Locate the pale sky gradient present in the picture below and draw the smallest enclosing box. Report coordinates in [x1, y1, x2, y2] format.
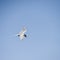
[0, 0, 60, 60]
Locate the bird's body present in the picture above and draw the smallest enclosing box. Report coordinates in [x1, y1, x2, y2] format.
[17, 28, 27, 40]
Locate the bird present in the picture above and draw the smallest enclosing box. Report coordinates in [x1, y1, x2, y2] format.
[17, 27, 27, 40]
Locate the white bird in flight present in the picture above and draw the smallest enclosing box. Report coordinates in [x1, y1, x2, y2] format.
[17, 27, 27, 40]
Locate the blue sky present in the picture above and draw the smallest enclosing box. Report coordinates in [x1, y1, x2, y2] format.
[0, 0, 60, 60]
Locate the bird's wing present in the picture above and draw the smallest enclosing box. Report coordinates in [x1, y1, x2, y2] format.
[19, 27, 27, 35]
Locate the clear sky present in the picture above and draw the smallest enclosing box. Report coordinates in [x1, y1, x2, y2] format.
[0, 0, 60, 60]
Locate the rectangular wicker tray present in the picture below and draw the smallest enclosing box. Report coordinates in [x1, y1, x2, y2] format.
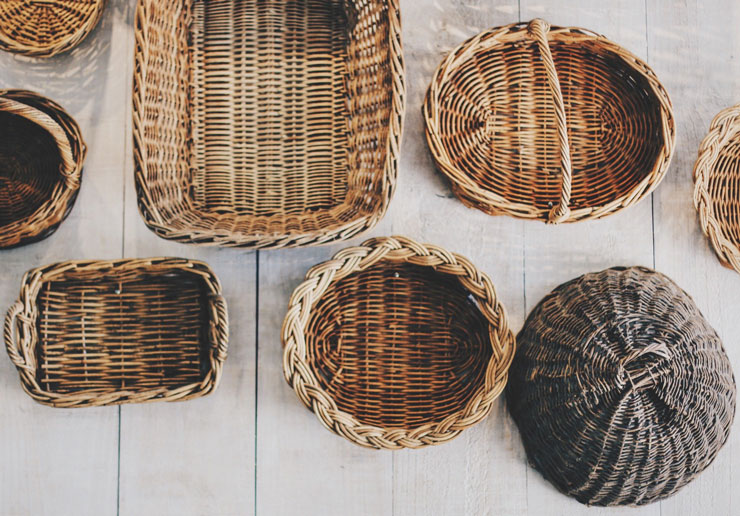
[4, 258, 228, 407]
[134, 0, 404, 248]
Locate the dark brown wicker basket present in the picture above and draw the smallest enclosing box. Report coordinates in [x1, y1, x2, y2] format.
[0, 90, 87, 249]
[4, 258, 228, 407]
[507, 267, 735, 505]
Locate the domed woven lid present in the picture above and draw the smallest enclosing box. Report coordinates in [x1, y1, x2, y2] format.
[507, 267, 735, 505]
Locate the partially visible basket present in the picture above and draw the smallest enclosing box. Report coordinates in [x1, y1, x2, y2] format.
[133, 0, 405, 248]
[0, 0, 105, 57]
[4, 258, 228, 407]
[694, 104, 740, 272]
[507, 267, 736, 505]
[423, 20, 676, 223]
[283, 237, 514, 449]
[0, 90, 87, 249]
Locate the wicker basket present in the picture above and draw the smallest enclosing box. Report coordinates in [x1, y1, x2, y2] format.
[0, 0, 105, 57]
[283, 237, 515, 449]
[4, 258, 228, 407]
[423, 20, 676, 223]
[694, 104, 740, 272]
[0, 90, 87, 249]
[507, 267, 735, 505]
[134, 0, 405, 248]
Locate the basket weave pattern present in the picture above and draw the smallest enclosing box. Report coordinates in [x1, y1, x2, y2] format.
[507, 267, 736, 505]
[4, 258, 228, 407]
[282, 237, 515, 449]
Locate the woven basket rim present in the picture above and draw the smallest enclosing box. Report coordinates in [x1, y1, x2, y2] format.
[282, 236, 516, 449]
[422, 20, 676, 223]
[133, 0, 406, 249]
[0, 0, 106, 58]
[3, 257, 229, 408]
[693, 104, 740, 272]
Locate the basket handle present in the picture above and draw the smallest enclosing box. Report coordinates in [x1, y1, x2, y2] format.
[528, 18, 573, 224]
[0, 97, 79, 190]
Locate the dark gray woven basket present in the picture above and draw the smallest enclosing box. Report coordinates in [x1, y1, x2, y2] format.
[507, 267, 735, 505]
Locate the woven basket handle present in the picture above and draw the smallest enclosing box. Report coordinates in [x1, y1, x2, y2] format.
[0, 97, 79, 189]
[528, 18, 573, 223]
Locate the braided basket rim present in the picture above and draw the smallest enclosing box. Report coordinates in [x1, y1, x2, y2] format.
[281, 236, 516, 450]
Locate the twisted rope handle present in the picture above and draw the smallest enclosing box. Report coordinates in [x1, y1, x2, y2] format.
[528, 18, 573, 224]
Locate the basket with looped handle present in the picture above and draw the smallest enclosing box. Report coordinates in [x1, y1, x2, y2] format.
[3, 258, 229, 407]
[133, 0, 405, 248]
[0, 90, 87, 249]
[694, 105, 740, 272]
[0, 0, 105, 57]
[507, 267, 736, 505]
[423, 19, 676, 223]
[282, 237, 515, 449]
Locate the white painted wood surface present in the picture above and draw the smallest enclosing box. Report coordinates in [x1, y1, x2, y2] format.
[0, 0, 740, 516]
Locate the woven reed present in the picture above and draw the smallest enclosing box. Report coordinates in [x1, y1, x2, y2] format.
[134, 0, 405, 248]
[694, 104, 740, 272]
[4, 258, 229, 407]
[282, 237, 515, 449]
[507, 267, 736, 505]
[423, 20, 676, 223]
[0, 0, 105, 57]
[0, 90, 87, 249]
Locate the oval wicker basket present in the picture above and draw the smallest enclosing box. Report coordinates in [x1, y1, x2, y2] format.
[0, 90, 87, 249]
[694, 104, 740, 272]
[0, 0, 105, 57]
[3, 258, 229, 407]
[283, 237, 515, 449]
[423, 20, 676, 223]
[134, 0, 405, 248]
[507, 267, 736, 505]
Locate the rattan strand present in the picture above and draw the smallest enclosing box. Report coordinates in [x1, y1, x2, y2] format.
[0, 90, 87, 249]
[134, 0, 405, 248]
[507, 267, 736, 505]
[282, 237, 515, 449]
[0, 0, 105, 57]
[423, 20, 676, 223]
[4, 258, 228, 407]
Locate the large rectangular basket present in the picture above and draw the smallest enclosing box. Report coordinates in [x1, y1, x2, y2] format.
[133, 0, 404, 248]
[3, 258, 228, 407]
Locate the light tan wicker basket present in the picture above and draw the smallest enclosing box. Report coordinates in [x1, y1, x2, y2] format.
◇ ◇ ◇ ◇ ◇ ◇ ◇
GOAL: Copy all of the records above, substituting "tightest bounding box" for every instance of "smallest enclosing box" and leaving everything else unchanged. Omit the pictures from your copy.

ANSWER TO THIS TASK:
Locate the pale sky gradient present in the picture below and draw the tightest bounding box. Report coordinates in [x1, y1, x2, y2] format.
[0, 0, 60, 60]
Locate the bird's body present in the picture above and draw the tightest bounding box. Report coordinates in [x1, y1, x2, y2] format.
[17, 28, 27, 40]
Locate the bird present in the picture above and draw the tightest bounding box. Report coordinates in [x1, y1, x2, y2] format.
[17, 27, 27, 40]
Locate the white bird in flight present in the picture above and draw the tightest bounding box. Report coordinates in [x1, y1, x2, y2] format.
[17, 27, 27, 40]
Locate the blue sky present in the picture above and draw the tightest bounding box. Report coordinates in [x1, y1, x2, y2] format.
[0, 0, 60, 60]
Locate the bird's wing present in the picture above and draw the tightest bounding box. Report coordinates in [x1, y1, x2, y2] format.
[19, 27, 27, 35]
Locate the clear sky present in the picture above and draw the tightest bounding box. Report coordinates in [x1, y1, x2, y2] format.
[0, 0, 60, 60]
Locate the rectangular wicker tray present in the picture below and draw the tightest bounding box. Report coordinates in [x1, y1, x2, y2] format.
[4, 258, 228, 407]
[134, 0, 404, 248]
Locate the dark brown wicker basket present in the picture above and draw the tightest bounding box. Report coordinates in [x1, y1, x2, y2] format.
[0, 90, 87, 249]
[4, 258, 228, 407]
[507, 267, 735, 505]
Locate the domed woven lid present in the picture above and draw the tightest bounding box. Report coordinates in [x1, y1, x2, y2] format.
[507, 267, 735, 505]
Locate the partially visible basket present in the picture above and draw the tightest bounding box. Report coordinates in [x1, y1, x2, y2] format.
[133, 0, 405, 248]
[0, 0, 105, 57]
[4, 258, 228, 407]
[694, 104, 740, 272]
[507, 267, 736, 505]
[423, 20, 676, 223]
[283, 237, 514, 449]
[0, 90, 87, 249]
Locate the wicker basket present in the picture above and draw the tightest bounding box. Report coordinates in [x1, y1, x2, y2] format.
[0, 0, 105, 57]
[283, 237, 515, 449]
[4, 258, 228, 407]
[423, 20, 676, 223]
[694, 104, 740, 272]
[0, 90, 87, 249]
[507, 267, 735, 505]
[134, 0, 405, 248]
Locate the basket weave pattern present in the picture above and draw the tightest bounding box. Report coordinates in [x1, y1, x2, y2] format.
[507, 267, 736, 505]
[4, 258, 228, 407]
[282, 237, 515, 449]
Locate the woven basket rim present in the picture above and draw the tightest bounding box. Report coordinates in [x1, y1, x2, y2] format.
[282, 236, 516, 449]
[422, 20, 676, 223]
[133, 0, 406, 249]
[0, 0, 106, 58]
[3, 257, 229, 408]
[693, 104, 740, 272]
Locate the basket handle present in the picture above and draw the tightest bounding box. Report coordinates in [x1, y1, x2, y2] format.
[528, 18, 573, 224]
[0, 97, 79, 190]
Locate the dark gray woven basket present in the picture above and draw the tightest bounding box. Report coordinates in [x1, y1, x2, y2] format.
[507, 267, 735, 505]
Locate the woven basket handle present in the picture above and draw the tightest bounding box. Report coordinates in [x1, y1, x2, y2] format.
[0, 97, 79, 189]
[528, 18, 573, 223]
Locate the braided basket rim present in the picture above and draw the tightest bounding box. Report coordinates in [x1, y1, x2, y2] format.
[281, 236, 516, 450]
Locate the twisted rope handle present in the picture above and draw the tightest bounding box. Report coordinates in [x1, y1, x2, y2] format.
[528, 18, 573, 224]
Locate the basket with looped handle present in the picture above and draw the tightest bounding box. Report coordinates in [x1, y1, x2, y2] format.
[3, 258, 229, 407]
[133, 0, 405, 248]
[0, 90, 87, 249]
[694, 105, 740, 272]
[0, 0, 105, 57]
[507, 267, 736, 505]
[423, 19, 676, 223]
[282, 237, 515, 449]
Locate the white painted wood surface present in the picture above and draw the tightest bounding box. Report coordinates in [x1, y1, x2, y2] format.
[0, 0, 740, 516]
Locate the woven reed present in the picture above and draw the tightest bounding box. Report coordinates in [x1, y1, x2, y2] format.
[134, 0, 405, 248]
[694, 104, 740, 272]
[4, 258, 229, 407]
[282, 237, 515, 449]
[507, 267, 736, 505]
[423, 20, 676, 223]
[0, 0, 105, 57]
[0, 90, 87, 249]
Locate the oval wicker basket present in the picture above and draw the tightest bounding box. Report coordinates in [x1, y1, x2, y2] format.
[0, 90, 87, 249]
[694, 104, 740, 272]
[0, 0, 105, 57]
[3, 258, 229, 407]
[283, 237, 515, 449]
[423, 20, 676, 223]
[134, 0, 405, 248]
[507, 267, 736, 505]
Locate the rattan strand present in the picture above and draw the tightest bounding box. Report coordinates in [x1, y1, x2, y2] format.
[0, 90, 87, 249]
[134, 0, 405, 248]
[507, 267, 736, 505]
[282, 237, 515, 449]
[0, 0, 105, 57]
[423, 20, 676, 223]
[4, 258, 228, 407]
Locate the large rectangular basket present in the picture above and draw the tightest bounding box. Report coordinates in [x1, y1, x2, y2] format.
[133, 0, 404, 248]
[3, 258, 228, 407]
Locate the light tan wicker basket present in the picture above and draw the tightest bounding box. Report coordinates in [x1, y1, x2, y2] format.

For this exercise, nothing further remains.